» **Problem details**
The answer must be an exact printing of every record below, with the pictures omitted.

» **Collected data**
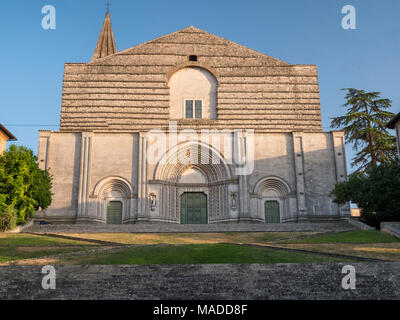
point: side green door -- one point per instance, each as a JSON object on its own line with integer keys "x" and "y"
{"x": 194, "y": 208}
{"x": 114, "y": 212}
{"x": 272, "y": 214}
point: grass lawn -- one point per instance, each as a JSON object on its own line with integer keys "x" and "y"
{"x": 205, "y": 253}
{"x": 192, "y": 238}
{"x": 175, "y": 248}
{"x": 358, "y": 236}
{"x": 25, "y": 246}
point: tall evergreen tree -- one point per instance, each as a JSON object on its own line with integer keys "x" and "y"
{"x": 365, "y": 127}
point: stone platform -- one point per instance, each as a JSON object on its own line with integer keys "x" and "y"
{"x": 374, "y": 280}
{"x": 183, "y": 228}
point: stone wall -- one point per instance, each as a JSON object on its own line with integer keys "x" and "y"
{"x": 185, "y": 282}
{"x": 299, "y": 170}
{"x": 129, "y": 91}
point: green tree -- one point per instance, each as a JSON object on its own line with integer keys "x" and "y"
{"x": 376, "y": 191}
{"x": 23, "y": 185}
{"x": 364, "y": 125}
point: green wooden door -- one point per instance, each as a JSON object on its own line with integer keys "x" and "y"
{"x": 194, "y": 208}
{"x": 272, "y": 214}
{"x": 114, "y": 212}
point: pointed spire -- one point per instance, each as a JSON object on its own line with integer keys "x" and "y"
{"x": 106, "y": 44}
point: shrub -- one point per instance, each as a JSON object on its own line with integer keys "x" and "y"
{"x": 23, "y": 185}
{"x": 8, "y": 219}
{"x": 376, "y": 192}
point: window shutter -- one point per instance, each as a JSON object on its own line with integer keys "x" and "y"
{"x": 189, "y": 109}
{"x": 199, "y": 109}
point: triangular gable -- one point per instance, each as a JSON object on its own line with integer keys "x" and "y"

» **Answer to the problem**
point: side green door -- one point per instance, each as a JSON object on its own line with integer keys "x" and "y"
{"x": 194, "y": 208}
{"x": 114, "y": 212}
{"x": 272, "y": 214}
point: grass lawn -- one point per instance, each as a JSON object on its own line with integer keys "x" and "y"
{"x": 205, "y": 253}
{"x": 192, "y": 238}
{"x": 175, "y": 248}
{"x": 358, "y": 236}
{"x": 25, "y": 246}
point: tall evergreen tree -- one point per instance, each as a JSON object on its own line with integer keys "x" and "y"
{"x": 365, "y": 127}
point: stone platform -- one point per instance, each as a JSON object on its own line with integer keys "x" and "y"
{"x": 374, "y": 280}
{"x": 183, "y": 228}
point: stone wall -- one point per instance, each as a JSON object on its own line with integer keys "x" and "y"
{"x": 185, "y": 282}
{"x": 299, "y": 170}
{"x": 129, "y": 91}
point: green tree -- one point per instance, each as a JSON object on its own line with integer keys "x" and "y"
{"x": 376, "y": 191}
{"x": 23, "y": 185}
{"x": 364, "y": 125}
point: green wooden door -- one point per instance, each as a JSON object on its own line with integer keys "x" and "y"
{"x": 194, "y": 208}
{"x": 272, "y": 214}
{"x": 114, "y": 212}
point: pointed spire -- one point per instance, each as a JSON object on its own line with integer keys "x" and "y"
{"x": 106, "y": 44}
point: shrub -- one point per instance, each as a JSON object on its own line with integer keys "x" and "y"
{"x": 23, "y": 185}
{"x": 8, "y": 219}
{"x": 376, "y": 192}
point: window shutter -- one point per instance, each as a JSON object on its own line with integer keys "x" and "y"
{"x": 189, "y": 109}
{"x": 199, "y": 109}
point: triangular gable -- one point per instance, each as a JSON object on its own line with integer keys "x" and "y"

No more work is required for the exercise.